(Lines of data)
■ ■ ■ ■ ■
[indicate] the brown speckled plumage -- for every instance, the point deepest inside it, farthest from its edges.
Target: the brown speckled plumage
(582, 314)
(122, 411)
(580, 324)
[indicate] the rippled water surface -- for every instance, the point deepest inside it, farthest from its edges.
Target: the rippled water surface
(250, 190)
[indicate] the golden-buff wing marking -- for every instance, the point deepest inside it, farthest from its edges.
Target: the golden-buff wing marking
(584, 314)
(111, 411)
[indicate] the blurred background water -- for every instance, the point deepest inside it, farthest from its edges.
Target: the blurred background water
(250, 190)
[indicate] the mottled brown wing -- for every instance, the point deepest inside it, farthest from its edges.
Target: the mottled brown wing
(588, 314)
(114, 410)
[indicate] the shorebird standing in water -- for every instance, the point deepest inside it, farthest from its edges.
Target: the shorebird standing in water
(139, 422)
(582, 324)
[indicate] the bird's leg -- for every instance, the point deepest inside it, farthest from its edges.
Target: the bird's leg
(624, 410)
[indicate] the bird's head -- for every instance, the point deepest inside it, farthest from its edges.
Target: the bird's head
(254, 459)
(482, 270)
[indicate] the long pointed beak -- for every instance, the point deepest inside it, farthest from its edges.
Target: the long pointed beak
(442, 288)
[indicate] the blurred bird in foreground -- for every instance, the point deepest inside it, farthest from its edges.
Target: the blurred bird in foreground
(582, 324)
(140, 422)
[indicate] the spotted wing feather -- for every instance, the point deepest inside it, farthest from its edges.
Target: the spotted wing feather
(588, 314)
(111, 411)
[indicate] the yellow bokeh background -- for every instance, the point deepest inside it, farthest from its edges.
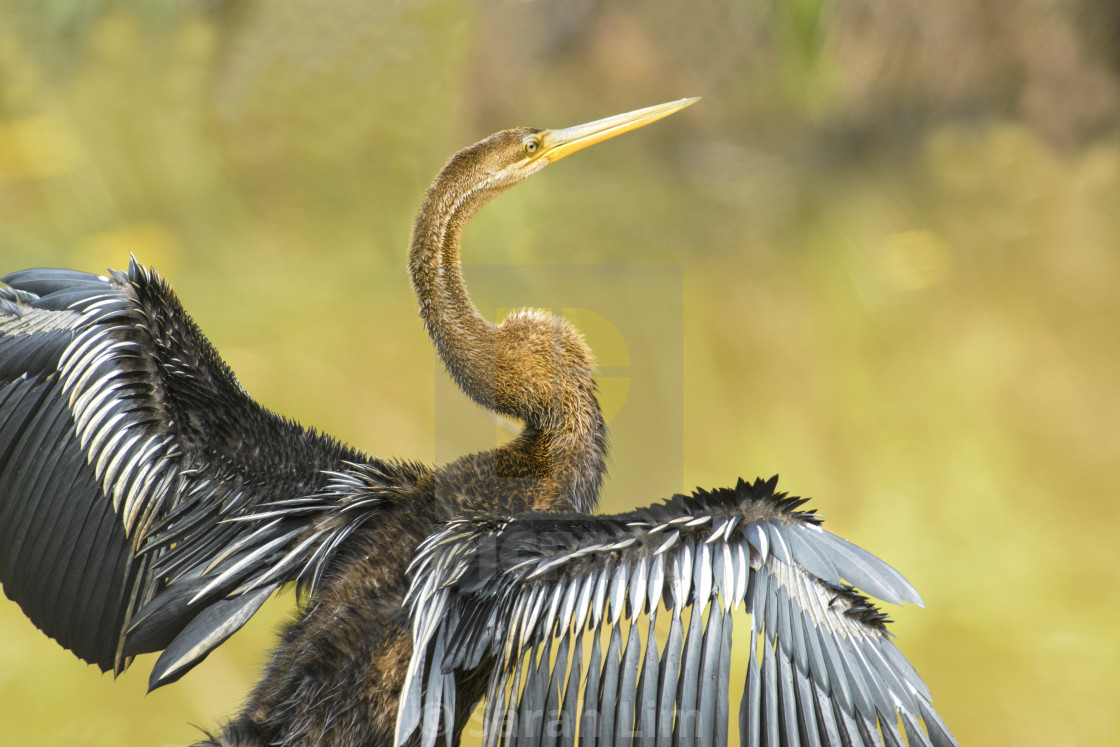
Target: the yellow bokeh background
(897, 227)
■ ■ ■ ■ ■
● Goal
Take the lines starting at the one containing "[indicate] the shorebird" and ending at the last line of the items, and arrange them as a Markdown table with a "No." column for the row number and a "Line" column for the text. Leave out blank lines and any pictures.

● In response
| No. | Line |
|---|---|
| 1 | [indicate] the shorebird standing in water -- for every instance, the point deepest inside it, farthest from its edges. |
| 2 | Target: the shorebird standing in water |
| 3 | (139, 422) |
| 4 | (582, 324) |
| 5 | [indicate] the bird's leg -- for every instance, the point deepest inside it, farthest from its edges. |
| 6 | Target: the bird's leg |
| 7 | (624, 410) |
| 8 | [indicate] the bird's head -- for every instance, the point deepest inside it, farthest from its edges. |
| 9 | Target: the bird's head |
| 10 | (254, 459) |
| 11 | (482, 270) |
| 12 | [indicate] the long pointed beak -- for every instance, the point deepest inside it, farthest from its edges. |
| 13 | Target: the long pointed beak |
| 14 | (442, 288) |
| 15 | [indicate] the blurred bird in foreground -- for every instance, the point deepest inside it, farthest from its edges. |
| 16 | Target: the blurred bird in foreground |
| 17 | (582, 324) |
| 18 | (140, 422) |
| 19 | [indicate] the spotted wing feather -- for every instance, the point deepest inside it, farthest from its edges. |
| 20 | Target: the spotted wing feather |
| 21 | (588, 314) |
| 22 | (111, 411) |
| 23 | [indicate] the yellow bokeh background -- for every instance, the point deepest inside it, farthest from its edges. |
| 24 | Target: the yellow bokeh background |
| 25 | (897, 227) |